Task to carry out >> Return the entries below word for word; no images should appear in the copy.

Source data >>
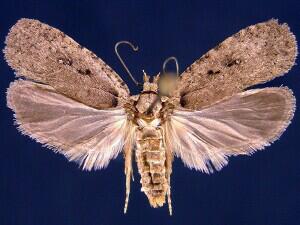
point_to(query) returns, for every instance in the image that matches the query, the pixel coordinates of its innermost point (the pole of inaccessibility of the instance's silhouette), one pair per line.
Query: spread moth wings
(69, 99)
(218, 119)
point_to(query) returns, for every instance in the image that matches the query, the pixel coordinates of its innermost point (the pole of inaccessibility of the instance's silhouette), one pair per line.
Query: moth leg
(128, 173)
(169, 160)
(169, 195)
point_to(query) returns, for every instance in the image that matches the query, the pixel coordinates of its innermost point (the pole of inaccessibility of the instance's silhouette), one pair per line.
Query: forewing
(88, 136)
(254, 55)
(44, 54)
(242, 124)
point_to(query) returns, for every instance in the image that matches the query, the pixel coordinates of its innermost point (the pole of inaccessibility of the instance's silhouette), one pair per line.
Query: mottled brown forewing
(44, 54)
(254, 55)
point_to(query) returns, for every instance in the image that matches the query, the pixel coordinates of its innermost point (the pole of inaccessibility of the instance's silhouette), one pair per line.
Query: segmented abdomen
(151, 161)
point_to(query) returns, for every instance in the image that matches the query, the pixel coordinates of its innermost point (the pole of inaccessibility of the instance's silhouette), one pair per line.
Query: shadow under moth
(72, 102)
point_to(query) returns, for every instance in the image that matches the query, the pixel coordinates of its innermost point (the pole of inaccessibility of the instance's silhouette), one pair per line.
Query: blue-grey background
(38, 187)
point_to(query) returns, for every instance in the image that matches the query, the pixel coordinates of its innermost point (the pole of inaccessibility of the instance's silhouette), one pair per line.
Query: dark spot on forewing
(212, 72)
(65, 61)
(232, 62)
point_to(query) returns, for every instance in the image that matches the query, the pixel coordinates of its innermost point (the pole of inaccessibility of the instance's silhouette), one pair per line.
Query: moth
(72, 102)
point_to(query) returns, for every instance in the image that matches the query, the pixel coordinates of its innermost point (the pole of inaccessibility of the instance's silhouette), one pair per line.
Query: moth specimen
(72, 102)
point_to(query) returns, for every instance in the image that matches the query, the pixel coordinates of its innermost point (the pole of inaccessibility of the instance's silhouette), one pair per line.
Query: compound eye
(167, 84)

Answer for this exercise >>
point_to(query) returns, for every instance in the image that matches the query, the pixel coordinates of its innermost point (the pole of inaccessibility of the instance's silhouette), one pair per line.
Query: spread moth wings
(69, 99)
(218, 119)
point_to(query) returns, for every instance in the image that matches the query, the pixel coordinates of its innermost point (the pole of inaccessibility of the instance's silhouette), one pair per line.
Query: moth leg
(128, 173)
(169, 160)
(169, 195)
point_to(query) returns, for every instance in the image that matches the query, the pixel coordinates of its innermost point (the pole of inaccessibility of the instance's silhouette), one pair per line.
Query: forewing
(88, 136)
(254, 55)
(44, 54)
(242, 124)
point_to(query) returns, for every instance in the image that matches the query, the pixel coordinates of its innermost point (the pole of inaccessibility of the instance's silhouette), one pair per line.
Query: mottled brown forewing
(44, 54)
(254, 55)
point_to(query) returns, for every instance in the image that matches the query, the pixel coordinates of its innermost point (the pole of inaccessibility of the instance's silhouette), one pair per line.
Query: segmented abdomen
(151, 161)
point_to(query) returns, for every instance in the image that matches the query, the pixel coordinates of its innermost point (the pole of inaccessibility of the instance's silhouette), one pair per line.
Query: shadow under moth
(72, 102)
point_to(query) returns, for every instance in the image that matches the query, the pixel coordinates of its innermost point (the pole of inaccessibility of the instance's silhouette), one pair per line.
Query: blue-grey background
(38, 187)
point_to(query) returns, for every instance in the image that matches the query, the pixel coordinates of its innermost point (the pole of inaccessibility of the instance's silhouette), one pair per line.
Query: dark spot on forewing
(212, 72)
(65, 61)
(232, 62)
point_to(query) returns, for every instance in the image that matches the query, the pixel coordinates of its innermost point (the pole of inaccessibility of the instance's silhouette), one pair per line.
Query: moth
(72, 102)
point_to(query) returns, for every instance in the image that matches the query, the pixel coordinates of its innermost point (the pole of inaccessibility of the instance's silhouette), one pair per line.
Query: moth specimen
(72, 102)
point_to(query) returns, for every instance in the image that matches the query, the pixel coordinates of its innermost point (the pole of inaccessibility of the instance's silhouette), one pair per line.
Query: compound eye
(167, 84)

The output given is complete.